──────── Article ────────

Configuration of the job which is passed to worker is generated on demand by web API. Each job has unique one.

Configuration items

Here is the list with description of allowed options. Mandatory items are bold, optional italic.

  • submission - information about this particular submission
    • job-id - textual ID which should be unique in whole recodex
    • language - no specific function, just for debugging and clarity
    • file-collector - address from which fetch tasks will download data
    • log - default is false, can be omitted, determines whether job execution will be logged into one shared log
  • tasks - list (not map) of individual tasks
    • task-id - unique indetifier of task in scope of one submission
    • priority - higher number, higher priority
    • fatal-failure - if true, than execution of whole job will be stopped after failing of this one
    • dependencies - list of dependencies which have to be fulfilled before this task, can be omitted if there is no dependencies
    • cmd - description of command which will be executed
      • bin - the binary itself (full path of external command or name of internal task)
      • args - list of arguments which will be sent into execution unit
    • test-id - ID of the test this task is part of - must be specified for tasks which the particular test's result depends on
    • type - type of the task, can be omitted, default value is inner - possible values are: inner, initiation, execution, evaluation
    • sandbox - wrapper for external tasks which will run in sandbox, if defined task is automatically external
      • name - name of used sandbox
      • stdin - file to which standard input will be redirected, can be omitted
      • stdout - file to which standard output will be redirected, can be omitted
      • stderr - file to which error output will be redirected, can be omitted
      • limits - list of limits which can be passed to sandbox
        • hw-group-id - determines specific limits for specific machines
        • time - time of execution in second
        • wall-time - wall time in seconds
        • extra-time - extra time which will be added to execution
        • stack-size - size of stack of executed program in kilobytes
        • memory - overall memory limit for application in kilobytes
        • parallel - integral number of processes which can run simultaneously, time and memory limits are merged from all potential processes/threads
        • disk-size - size of all io operations from/to files in kilobytes
        • disk-files - number of files which can be opened
        • environ-variable - wrapper for map of environmental variables, union with default worker configuration
        • chdir - this will be working directory of executed application
        • bound-directories - list of structures reprezenting directories which will be visible inside sandbox, union with default worker configuration. Contains 3 suboptions: src - source pointing to actual system directory, dst - destination inside sandbox which can have its own filesystem binding and mode - determines connection mode of specified directory, one of values: RW, NOEXEC, FS, MAYBE, DEV

Configuration example

This configuration example is written in YAML and serves only for demostration purposes. Some items can be omitted and defaults from worker configuration will be used.

──────── Supplied entries ────────

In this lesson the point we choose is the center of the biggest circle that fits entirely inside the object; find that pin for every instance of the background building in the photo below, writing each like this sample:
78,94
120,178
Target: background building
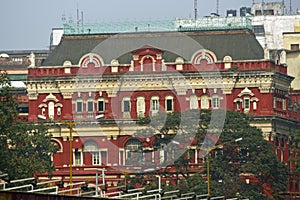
132,75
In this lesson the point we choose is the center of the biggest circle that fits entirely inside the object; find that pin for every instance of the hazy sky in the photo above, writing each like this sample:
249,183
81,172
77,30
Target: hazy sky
27,24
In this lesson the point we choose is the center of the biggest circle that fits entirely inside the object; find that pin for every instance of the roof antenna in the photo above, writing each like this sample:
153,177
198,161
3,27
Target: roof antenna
195,9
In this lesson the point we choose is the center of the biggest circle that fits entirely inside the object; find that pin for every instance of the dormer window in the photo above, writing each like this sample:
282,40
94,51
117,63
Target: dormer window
169,104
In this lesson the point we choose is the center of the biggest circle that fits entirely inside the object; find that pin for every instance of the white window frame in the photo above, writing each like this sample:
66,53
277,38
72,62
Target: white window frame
126,113
274,102
194,102
87,106
98,154
215,101
98,107
140,106
167,99
283,104
154,106
75,163
77,102
204,101
246,103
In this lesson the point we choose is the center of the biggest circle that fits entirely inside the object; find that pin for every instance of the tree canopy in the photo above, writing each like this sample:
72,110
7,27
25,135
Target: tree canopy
25,148
248,168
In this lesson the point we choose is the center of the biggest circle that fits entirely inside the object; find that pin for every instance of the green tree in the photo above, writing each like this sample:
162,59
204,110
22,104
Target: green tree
251,158
26,148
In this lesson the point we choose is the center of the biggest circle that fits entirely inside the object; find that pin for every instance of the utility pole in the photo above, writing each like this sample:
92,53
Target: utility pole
218,4
196,9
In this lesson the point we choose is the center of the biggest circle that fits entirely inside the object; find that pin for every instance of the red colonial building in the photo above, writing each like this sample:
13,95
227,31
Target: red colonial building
99,84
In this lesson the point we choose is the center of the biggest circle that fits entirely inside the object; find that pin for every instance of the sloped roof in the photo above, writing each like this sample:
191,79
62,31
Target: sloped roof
239,44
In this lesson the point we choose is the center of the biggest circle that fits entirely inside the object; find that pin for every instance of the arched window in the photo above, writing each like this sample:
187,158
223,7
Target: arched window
101,104
204,102
126,107
140,106
215,101
133,152
193,102
169,104
90,105
154,105
51,110
99,156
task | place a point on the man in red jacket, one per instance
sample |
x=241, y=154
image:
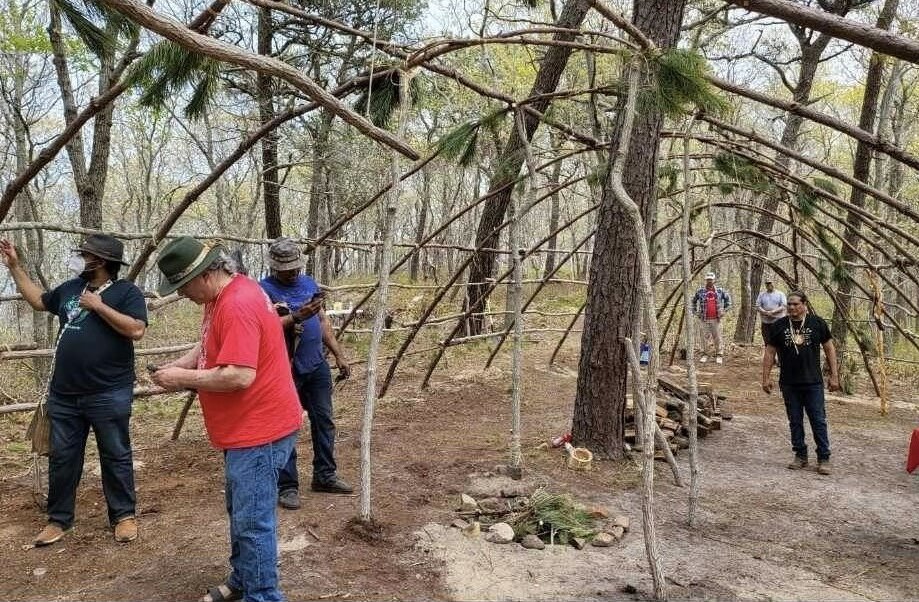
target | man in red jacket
x=248, y=399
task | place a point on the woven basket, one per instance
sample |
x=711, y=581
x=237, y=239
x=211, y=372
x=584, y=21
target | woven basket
x=580, y=458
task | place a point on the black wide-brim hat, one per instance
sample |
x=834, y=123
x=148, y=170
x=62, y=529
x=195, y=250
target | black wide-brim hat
x=103, y=246
x=183, y=259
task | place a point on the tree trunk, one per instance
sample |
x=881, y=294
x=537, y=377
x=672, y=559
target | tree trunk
x=319, y=186
x=271, y=191
x=811, y=51
x=550, y=71
x=612, y=307
x=423, y=207
x=89, y=181
x=553, y=216
x=877, y=39
x=861, y=170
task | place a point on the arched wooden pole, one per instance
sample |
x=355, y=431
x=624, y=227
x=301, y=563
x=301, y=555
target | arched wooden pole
x=768, y=164
x=201, y=24
x=805, y=111
x=565, y=334
x=408, y=254
x=797, y=227
x=489, y=288
x=838, y=174
x=467, y=209
x=545, y=279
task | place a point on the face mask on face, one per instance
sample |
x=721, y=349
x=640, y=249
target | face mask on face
x=76, y=264
x=79, y=266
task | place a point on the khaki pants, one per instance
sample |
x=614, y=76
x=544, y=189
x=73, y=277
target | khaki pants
x=711, y=332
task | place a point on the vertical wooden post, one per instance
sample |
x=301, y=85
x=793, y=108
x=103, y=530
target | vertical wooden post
x=388, y=217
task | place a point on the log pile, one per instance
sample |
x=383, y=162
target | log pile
x=671, y=414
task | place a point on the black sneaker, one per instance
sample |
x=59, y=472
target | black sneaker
x=334, y=485
x=289, y=499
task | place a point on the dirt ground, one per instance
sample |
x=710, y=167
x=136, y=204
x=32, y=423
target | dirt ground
x=764, y=532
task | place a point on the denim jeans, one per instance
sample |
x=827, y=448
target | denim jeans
x=807, y=398
x=252, y=496
x=315, y=391
x=108, y=414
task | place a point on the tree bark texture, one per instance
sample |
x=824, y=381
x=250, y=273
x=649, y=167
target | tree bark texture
x=811, y=51
x=89, y=180
x=510, y=161
x=612, y=305
x=271, y=191
x=861, y=170
x=554, y=208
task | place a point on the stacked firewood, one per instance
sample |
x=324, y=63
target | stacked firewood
x=672, y=417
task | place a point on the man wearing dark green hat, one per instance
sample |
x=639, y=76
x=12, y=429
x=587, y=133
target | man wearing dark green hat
x=92, y=379
x=250, y=406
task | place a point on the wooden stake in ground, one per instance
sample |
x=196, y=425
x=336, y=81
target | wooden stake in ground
x=388, y=217
x=517, y=255
x=691, y=408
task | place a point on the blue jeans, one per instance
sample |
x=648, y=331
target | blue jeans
x=252, y=496
x=315, y=391
x=807, y=398
x=71, y=416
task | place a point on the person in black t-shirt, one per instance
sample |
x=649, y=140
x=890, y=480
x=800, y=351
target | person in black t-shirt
x=92, y=379
x=797, y=340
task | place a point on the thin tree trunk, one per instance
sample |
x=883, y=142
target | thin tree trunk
x=691, y=407
x=861, y=170
x=554, y=207
x=423, y=208
x=811, y=51
x=271, y=191
x=376, y=338
x=550, y=71
x=646, y=295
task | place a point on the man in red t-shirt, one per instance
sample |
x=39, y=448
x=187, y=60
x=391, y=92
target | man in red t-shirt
x=250, y=406
x=709, y=305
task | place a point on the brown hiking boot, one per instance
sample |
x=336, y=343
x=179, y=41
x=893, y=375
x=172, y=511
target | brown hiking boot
x=798, y=463
x=52, y=533
x=126, y=530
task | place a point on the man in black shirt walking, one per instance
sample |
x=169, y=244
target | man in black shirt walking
x=92, y=379
x=797, y=340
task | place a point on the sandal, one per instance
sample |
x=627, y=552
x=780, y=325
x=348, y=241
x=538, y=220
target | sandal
x=221, y=593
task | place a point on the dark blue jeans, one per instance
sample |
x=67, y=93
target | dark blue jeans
x=71, y=416
x=252, y=496
x=315, y=391
x=807, y=398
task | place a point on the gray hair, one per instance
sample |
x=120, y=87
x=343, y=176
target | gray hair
x=225, y=262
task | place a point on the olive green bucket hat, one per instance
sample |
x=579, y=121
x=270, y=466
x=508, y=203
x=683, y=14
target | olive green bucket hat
x=183, y=259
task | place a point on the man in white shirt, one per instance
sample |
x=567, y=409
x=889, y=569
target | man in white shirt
x=771, y=305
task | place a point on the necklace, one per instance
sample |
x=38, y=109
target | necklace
x=797, y=337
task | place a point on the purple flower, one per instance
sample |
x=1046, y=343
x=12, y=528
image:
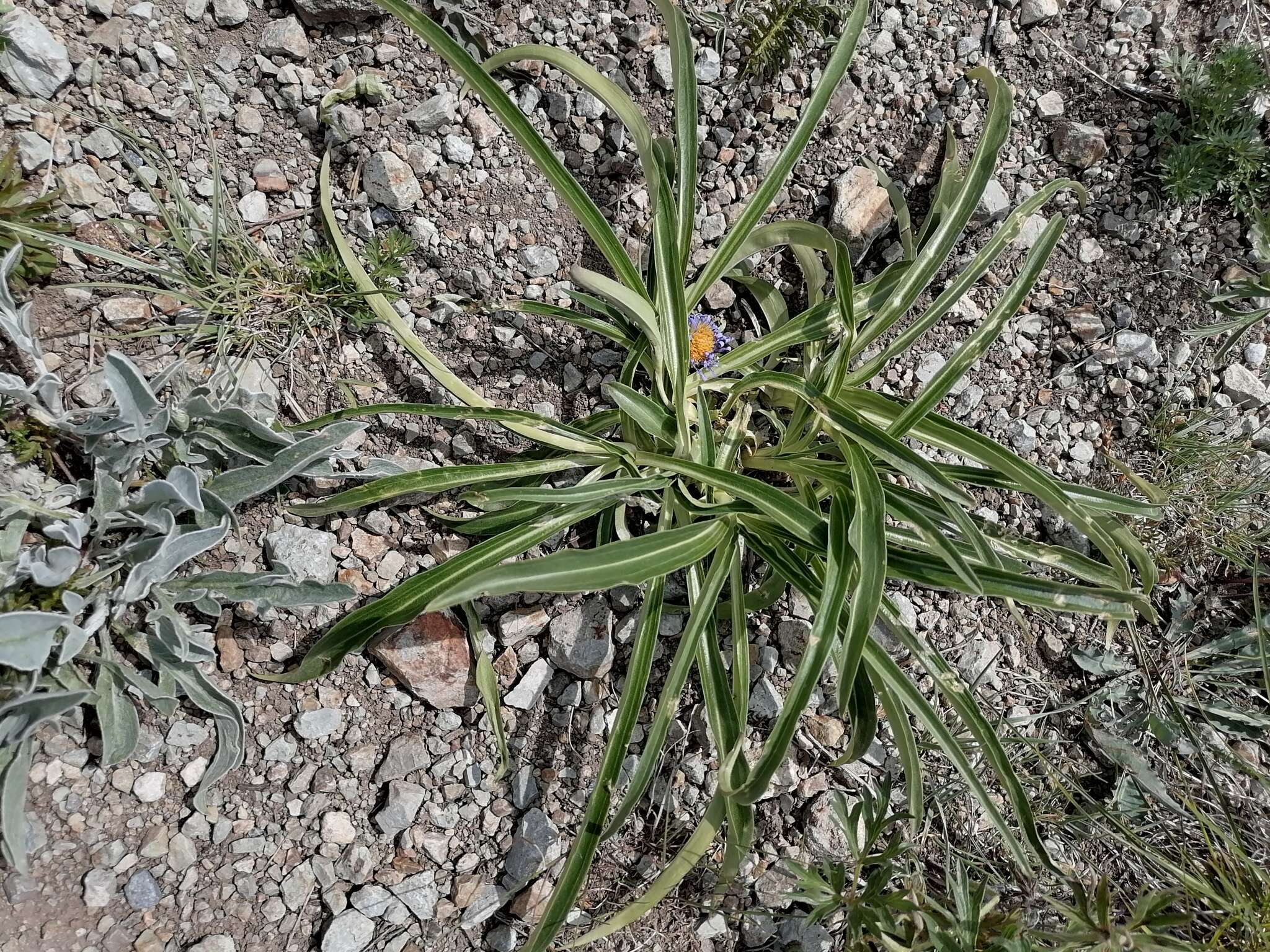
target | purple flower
x=706, y=340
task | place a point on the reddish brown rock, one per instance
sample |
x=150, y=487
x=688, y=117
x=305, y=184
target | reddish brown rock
x=229, y=650
x=431, y=656
x=270, y=177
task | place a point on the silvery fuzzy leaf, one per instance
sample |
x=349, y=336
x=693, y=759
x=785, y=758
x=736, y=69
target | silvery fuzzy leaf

────────

*Set exercise 1:* According to the job configuration text, in what unit is the memory limit for an application specified?
*Set exercise 2:* Reproduce the lines of the listing verbatim, starting at the line that contains "task | place a point on the brown" and ending at the line that contains "x=706, y=340", with both of those lines included. Leave the pictures out.

*Written answer 1:* Kilobytes.

*Written answer 2:*
task | place a point on the brown hiking boot, one per instance
sample |
x=336, y=343
x=179, y=41
x=893, y=375
x=172, y=511
target | brown hiking boot
x=798, y=463
x=52, y=533
x=126, y=530
task | place a point on the man in black shirt walking, one per instance
sample |
x=169, y=244
target | man in black shirt walking
x=92, y=379
x=797, y=340
task | place a point on the sandal, one per instance
sample |
x=627, y=552
x=780, y=325
x=348, y=241
x=538, y=220
target | sandal
x=221, y=593
task | place a point on the dark blue jeans, one per instance
sample |
x=67, y=93
target | dark blue jeans
x=71, y=416
x=252, y=496
x=315, y=391
x=807, y=398
task | place a point on the gray hair, one per instance
sample |
x=120, y=87
x=343, y=176
target | gray hair
x=225, y=262
task | place a point on the olive green bucket hat, one per instance
sample |
x=579, y=121
x=270, y=466
x=508, y=203
x=683, y=14
target | olive green bucket hat
x=183, y=259
task | place a point on the man in white shirt, one per instance
sample |
x=567, y=409
x=889, y=569
target | man in white shirt
x=771, y=305
task | place a point on the necklace, one per instance
sample |
x=38, y=109
target | necklace
x=797, y=337
task | place a point on the purple flower, one per instance
sample |
x=1046, y=343
x=12, y=528
image:
target | purple flower
x=706, y=340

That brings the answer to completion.